Provided passage:

We find out pretty early on what the hell's going on with the many disappearances at the Russell Street station – in the late nineteenth century an underground station was being built, but collapsed, with the male and female workers still inside. Somehow some of them survived in underground air pockets and lived through eating the flesh of the not-so-lucky victims, the company who employed them not having the resources to effect a rescue, or even the desire to do so – hey, they're only working class. Manfred was taken by one of the cannibal descendents of these workers, a degenerate breed of human (like something out of a Lovecraft short story – he was big on regressive breeding), and the last of his kind, seeing as how his missus is slowly dying of a kind of fatal septicaemia. The scene where we first see the cannibal's lair is grotesque and unsettling, being littered with the remnants of past meals, with rotting corpses nailed to the walls and body parts strewn about the place. The vibe is quite reminiscent of the set design of Tobe Hooper's The Texas Chainsaw Massacre, unsettling and upsetting, if not quite as outre.

It's worth talking about Hugh Armstrong's portrayal of the cannibal at this point. An inarticulate creature of pure instinct, he's actually remarkably sympathetic at times – genuinely upset at the death of his mate, and unable to make himself understood to others (the only words he knows from our language are "Mind the doors!" - a phrase he has presumably heard since childhood living in the underground train system of London, but with no understanding of what those words mean – he repeats them like a mantra, a prayer – and it has an unnerving effect on the viewer hearing them uttered at various points of the film in different contexts, with different delivery and therefore different meanings) – okay, sure, he's a homicidal maniac in appearance and appetite on-par with George Eastman's titular character in Anthropophagus, but at the same time there's something that humanises the character.

There's a bit of domestic drama when Patricia leaves Alex, who really is a right plum-duff, due to his cynical writing off of Manfred as, to paraphrase him when having found him passed out on the staircase in the station, the kind of person you'd simply step over in New York, but they get back together again and it's all happy families for a while. During this saccharine series of moments, Calhoun and his off-sider Rogers are searching for the missing Manfred, but are warned off doing so by the appearance of Christopher Lee, as jovially sinister MI5 operative, Stratton-Villiers. There are, at this moment, two things the wary viewer needs to watch out for: firstly, the number of timely references to the Police and their methods of obtaining information from less than willing suspects (very subversively 1970s in its approach), and even moreso the face-off between two of the UK's best genre actors. It's not a long sequence, but Pleasence and Lee cross verbal swords wonderfully at this point, really sneering at each others' class background (Lee – upper, Pleasence – working) in a way that highlighted the class gap, still a part of the British psyche at the time. Believe me, we root for Calhoun at this moment, the bowler-hatted Stratton-Villiers representing all that we've all come to hate about the snobbish, effete and anachronistic British class system.

[Data entries]
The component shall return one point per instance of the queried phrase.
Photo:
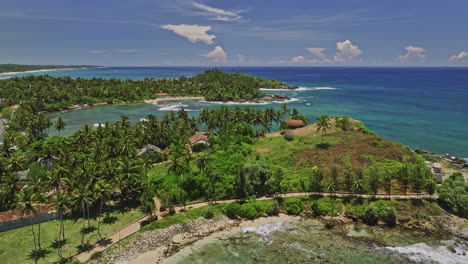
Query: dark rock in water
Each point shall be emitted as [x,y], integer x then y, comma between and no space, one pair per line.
[271,97]
[422,151]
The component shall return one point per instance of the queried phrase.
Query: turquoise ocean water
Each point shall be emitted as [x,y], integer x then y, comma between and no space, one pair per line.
[418,107]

Requirements:
a: According to the film review, what are the only words the cannibal knows from our language?
b: Do these statements agree with the film review? (i) The underground station collapsed in the late nineteenth century. (ii) Christopher Lee plays a police officer. (iii) Patricia and Alex never reconcile after she leaves him.

Answers by task:
a: "Mind the doors!"

b:
(i) Yes: "in the late nineteenth century an underground station was being built, but collapsed"
(ii) No: "Christopher Lee, as jovially sinister MI5 operative, Stratton-Villiers"
(iii) No: "but they get back together again and it's all happy families for a while"